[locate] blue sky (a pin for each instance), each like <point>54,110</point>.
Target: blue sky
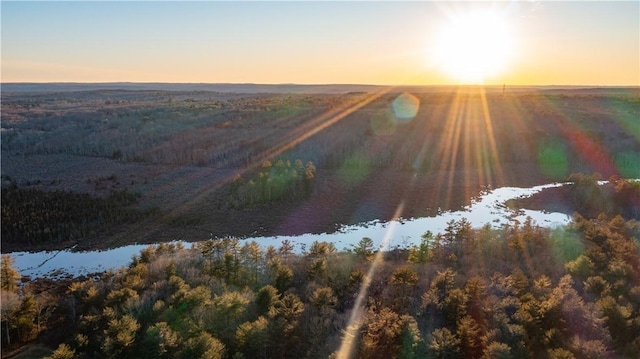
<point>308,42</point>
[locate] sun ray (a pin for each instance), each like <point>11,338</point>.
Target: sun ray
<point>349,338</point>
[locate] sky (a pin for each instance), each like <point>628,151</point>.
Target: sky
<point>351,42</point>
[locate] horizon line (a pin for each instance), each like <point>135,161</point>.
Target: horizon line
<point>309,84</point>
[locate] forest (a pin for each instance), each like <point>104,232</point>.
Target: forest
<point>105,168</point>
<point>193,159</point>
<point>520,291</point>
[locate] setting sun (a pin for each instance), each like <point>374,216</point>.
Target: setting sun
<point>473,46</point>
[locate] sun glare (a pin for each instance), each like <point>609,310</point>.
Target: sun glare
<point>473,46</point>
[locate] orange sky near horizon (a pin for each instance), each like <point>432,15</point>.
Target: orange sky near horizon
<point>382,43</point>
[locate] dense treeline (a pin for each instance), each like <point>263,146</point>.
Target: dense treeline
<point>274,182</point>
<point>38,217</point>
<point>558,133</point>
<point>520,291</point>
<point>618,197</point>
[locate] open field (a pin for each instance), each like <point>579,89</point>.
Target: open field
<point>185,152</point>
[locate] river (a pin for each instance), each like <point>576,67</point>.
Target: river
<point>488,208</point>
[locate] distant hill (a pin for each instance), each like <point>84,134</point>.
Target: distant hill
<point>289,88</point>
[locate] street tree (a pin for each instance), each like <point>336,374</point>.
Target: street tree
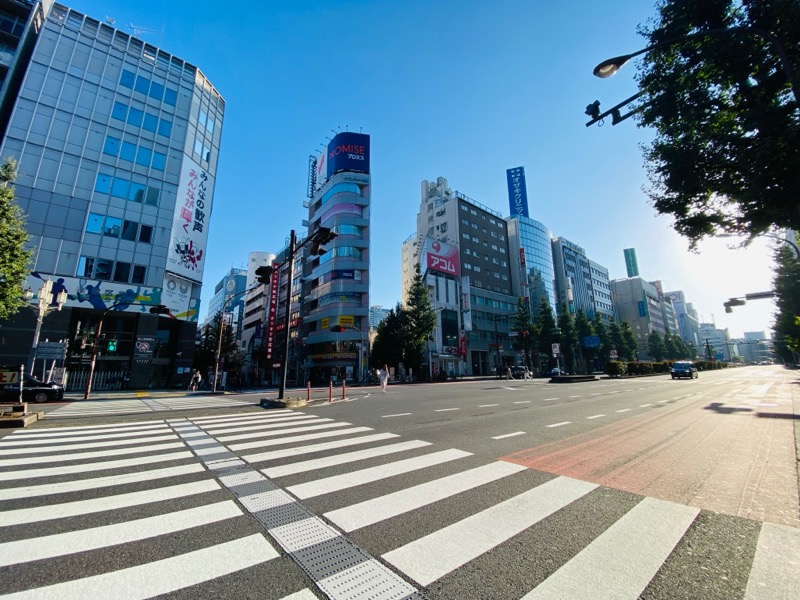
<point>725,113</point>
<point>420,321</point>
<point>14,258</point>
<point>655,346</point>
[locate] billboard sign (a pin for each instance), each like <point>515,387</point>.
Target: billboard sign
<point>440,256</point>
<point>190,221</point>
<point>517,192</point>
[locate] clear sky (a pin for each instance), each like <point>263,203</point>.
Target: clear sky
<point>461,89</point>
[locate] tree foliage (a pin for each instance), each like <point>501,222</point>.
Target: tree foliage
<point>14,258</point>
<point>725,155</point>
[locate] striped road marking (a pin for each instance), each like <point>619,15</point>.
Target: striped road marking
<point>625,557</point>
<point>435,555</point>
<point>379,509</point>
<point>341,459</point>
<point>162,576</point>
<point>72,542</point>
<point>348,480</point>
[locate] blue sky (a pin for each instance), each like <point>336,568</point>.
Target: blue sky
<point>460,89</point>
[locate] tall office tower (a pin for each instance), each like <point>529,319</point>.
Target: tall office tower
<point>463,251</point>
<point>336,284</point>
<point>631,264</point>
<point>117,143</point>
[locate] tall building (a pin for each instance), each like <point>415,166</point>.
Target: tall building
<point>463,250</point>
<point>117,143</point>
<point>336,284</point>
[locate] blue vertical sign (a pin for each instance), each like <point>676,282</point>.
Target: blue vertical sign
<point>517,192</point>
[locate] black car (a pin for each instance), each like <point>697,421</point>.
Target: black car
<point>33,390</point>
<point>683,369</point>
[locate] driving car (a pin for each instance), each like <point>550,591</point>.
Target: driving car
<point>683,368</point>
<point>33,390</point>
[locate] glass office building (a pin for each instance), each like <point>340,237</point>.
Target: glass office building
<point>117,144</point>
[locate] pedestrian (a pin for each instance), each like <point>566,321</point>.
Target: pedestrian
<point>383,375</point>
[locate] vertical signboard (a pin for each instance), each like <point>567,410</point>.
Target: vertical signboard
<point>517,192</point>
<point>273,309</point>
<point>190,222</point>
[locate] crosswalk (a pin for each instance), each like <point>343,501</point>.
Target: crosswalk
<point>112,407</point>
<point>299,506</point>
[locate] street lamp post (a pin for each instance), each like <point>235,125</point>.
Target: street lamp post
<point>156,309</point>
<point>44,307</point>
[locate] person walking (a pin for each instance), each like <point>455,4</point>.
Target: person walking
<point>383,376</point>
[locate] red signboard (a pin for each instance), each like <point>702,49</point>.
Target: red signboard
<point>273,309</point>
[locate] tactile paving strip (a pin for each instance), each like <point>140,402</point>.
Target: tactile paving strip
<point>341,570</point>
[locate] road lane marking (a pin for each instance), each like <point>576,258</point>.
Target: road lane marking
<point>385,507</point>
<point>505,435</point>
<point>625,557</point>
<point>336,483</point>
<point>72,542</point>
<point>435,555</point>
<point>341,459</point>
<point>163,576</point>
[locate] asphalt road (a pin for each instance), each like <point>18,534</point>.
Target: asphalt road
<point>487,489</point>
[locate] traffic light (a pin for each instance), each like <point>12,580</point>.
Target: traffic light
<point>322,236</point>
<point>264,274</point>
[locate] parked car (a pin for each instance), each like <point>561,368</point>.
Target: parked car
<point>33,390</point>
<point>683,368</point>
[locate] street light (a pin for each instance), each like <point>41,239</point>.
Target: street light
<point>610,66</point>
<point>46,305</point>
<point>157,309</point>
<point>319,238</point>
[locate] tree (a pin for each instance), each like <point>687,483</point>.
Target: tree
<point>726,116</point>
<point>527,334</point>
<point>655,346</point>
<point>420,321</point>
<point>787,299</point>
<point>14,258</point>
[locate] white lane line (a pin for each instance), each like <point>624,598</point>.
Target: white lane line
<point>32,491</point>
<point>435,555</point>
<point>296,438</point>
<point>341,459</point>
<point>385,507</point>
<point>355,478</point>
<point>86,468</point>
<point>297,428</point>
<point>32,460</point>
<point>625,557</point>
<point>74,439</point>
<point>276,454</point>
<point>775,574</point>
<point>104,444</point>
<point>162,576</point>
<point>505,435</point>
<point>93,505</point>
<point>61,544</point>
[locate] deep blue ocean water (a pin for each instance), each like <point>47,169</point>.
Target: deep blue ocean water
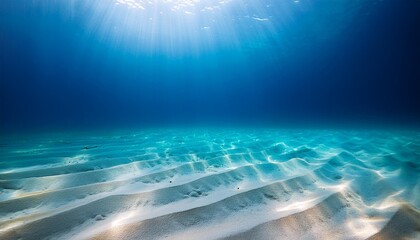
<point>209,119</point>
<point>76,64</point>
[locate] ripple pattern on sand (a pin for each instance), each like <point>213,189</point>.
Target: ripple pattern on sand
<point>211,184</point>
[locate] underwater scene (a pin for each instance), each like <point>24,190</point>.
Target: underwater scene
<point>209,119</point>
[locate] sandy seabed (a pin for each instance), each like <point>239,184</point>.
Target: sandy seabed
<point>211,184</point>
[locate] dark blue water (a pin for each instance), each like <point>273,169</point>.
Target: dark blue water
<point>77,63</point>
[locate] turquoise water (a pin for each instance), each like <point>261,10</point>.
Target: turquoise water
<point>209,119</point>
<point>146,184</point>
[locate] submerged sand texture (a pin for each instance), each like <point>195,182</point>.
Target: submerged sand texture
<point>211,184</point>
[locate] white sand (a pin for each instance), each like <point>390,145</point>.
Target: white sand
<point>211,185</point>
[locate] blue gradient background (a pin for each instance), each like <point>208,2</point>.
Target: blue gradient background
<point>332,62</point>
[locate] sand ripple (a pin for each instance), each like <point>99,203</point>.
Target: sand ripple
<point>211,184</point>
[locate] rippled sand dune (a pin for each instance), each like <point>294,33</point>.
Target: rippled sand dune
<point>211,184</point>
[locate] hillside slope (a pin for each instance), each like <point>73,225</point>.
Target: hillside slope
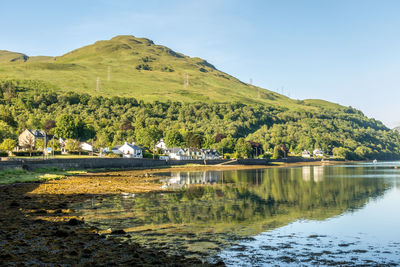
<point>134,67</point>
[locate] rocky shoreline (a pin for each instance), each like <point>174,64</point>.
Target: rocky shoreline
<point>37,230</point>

### Do this:
Change "sun ray" to "sunbeam" in the part of the material that opens at its start and closes with the line containing "<point>349,338</point>", and write that part out again with nothing else altered. Leave the pictures out of your answer.

### Reply:
[locate] blue sky (a pin for each instance), each like <point>54,110</point>.
Target: blue sky
<point>308,42</point>
[locate] sunbeam (a pin for each instance), each like <point>11,338</point>.
Target: sunbeam
<point>349,338</point>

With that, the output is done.